__Task inputs__.
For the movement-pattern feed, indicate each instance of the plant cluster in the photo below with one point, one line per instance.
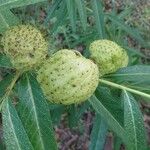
(42, 80)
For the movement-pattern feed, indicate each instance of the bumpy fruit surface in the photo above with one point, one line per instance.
(67, 77)
(108, 55)
(25, 46)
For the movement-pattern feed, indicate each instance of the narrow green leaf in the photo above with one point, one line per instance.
(61, 16)
(51, 11)
(82, 13)
(14, 134)
(72, 116)
(4, 61)
(117, 143)
(108, 117)
(99, 133)
(4, 84)
(111, 102)
(17, 3)
(99, 17)
(34, 113)
(56, 113)
(72, 13)
(133, 122)
(134, 75)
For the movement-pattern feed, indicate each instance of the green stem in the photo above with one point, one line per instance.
(124, 88)
(9, 89)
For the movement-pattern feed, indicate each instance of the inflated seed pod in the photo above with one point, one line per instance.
(25, 46)
(108, 55)
(68, 77)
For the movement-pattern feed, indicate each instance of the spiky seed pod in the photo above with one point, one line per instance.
(108, 55)
(25, 46)
(68, 77)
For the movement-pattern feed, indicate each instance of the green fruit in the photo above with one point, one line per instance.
(68, 77)
(108, 55)
(25, 46)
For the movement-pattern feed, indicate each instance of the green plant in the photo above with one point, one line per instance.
(108, 55)
(28, 118)
(67, 77)
(25, 47)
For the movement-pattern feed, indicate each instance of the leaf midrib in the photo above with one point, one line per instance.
(134, 128)
(13, 128)
(34, 108)
(147, 74)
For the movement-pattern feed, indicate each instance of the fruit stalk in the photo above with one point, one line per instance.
(124, 88)
(9, 89)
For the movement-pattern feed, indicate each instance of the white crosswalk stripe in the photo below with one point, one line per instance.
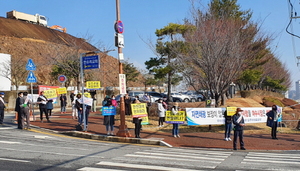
(164, 159)
(271, 159)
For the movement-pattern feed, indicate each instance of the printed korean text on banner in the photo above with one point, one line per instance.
(61, 90)
(50, 94)
(178, 118)
(145, 120)
(87, 94)
(43, 88)
(231, 111)
(93, 85)
(138, 110)
(213, 116)
(88, 101)
(109, 110)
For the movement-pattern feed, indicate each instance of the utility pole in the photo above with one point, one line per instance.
(123, 131)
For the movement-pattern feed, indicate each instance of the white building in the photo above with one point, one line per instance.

__Exercise aim__.
Print each of the records above exactly as written, leaving no picture in the copy.

__Result below__.
For the movement-pattern feed, indicate each instance of the plant cluster in the photo below with one point, one line per instance.
(42, 80)
For the movement-pattern feed, indicate each instance of the bumpy fruit surface in the photo above with one point, one line per instance.
(67, 77)
(108, 55)
(25, 46)
For the movement-pattern feed, indicate each instance of the narrow green leaf in the photo above with one point, one line per instance.
(61, 16)
(51, 11)
(82, 13)
(14, 134)
(72, 116)
(4, 61)
(117, 143)
(108, 117)
(99, 133)
(4, 84)
(111, 102)
(17, 3)
(99, 17)
(34, 113)
(56, 113)
(72, 13)
(133, 122)
(134, 75)
For the movement-pattern feed, indicate each instance of the green stem in the photo above with one point, one line per instance.
(124, 88)
(9, 89)
For the movement-pattern feed, indicate each instance of the inflated seed pod in the photo above with one point, one line per instance.
(25, 46)
(108, 55)
(68, 77)
For the movement-pattern feed, indicate each instance of the spiky seed pod in the photo above with one point, one line per instance.
(108, 55)
(25, 46)
(68, 77)
For the movement-pattern feed, indicate each instance of the green fruit in the photo above with one point, one line per instance.
(68, 77)
(108, 55)
(25, 46)
For the movement-pattern feed, indicate each instance of the green plant in the photo above with one point, one line per instance.
(108, 55)
(28, 118)
(67, 77)
(25, 47)
For the movement-pattern feed, indicate each instance of the leaf midrib in the photo above with one point, one line per instance.
(134, 128)
(13, 128)
(34, 108)
(147, 74)
For the movement-pattern feed, indicate each instance of the fruit stalk in the photo above with one point, one line per instance.
(124, 88)
(9, 89)
For the movement-pattern feed, indicate each instance of the white crosswalk stripe in the photo below with one point, one line per instance.
(164, 159)
(271, 159)
For the movement-pattern feed, indicate each instance of the printed korean text on banner in the photo above with one point, one line per instance.
(61, 90)
(50, 94)
(178, 118)
(145, 120)
(87, 94)
(43, 88)
(231, 111)
(93, 85)
(138, 110)
(213, 116)
(88, 101)
(109, 110)
For the movement-pattern feed, indicate each instance of the utility pole in the photo above with one point, one line per instance.
(123, 131)
For the movement-pattern feed, indicate each instance of the white building in the photo above with one point, one line per instance.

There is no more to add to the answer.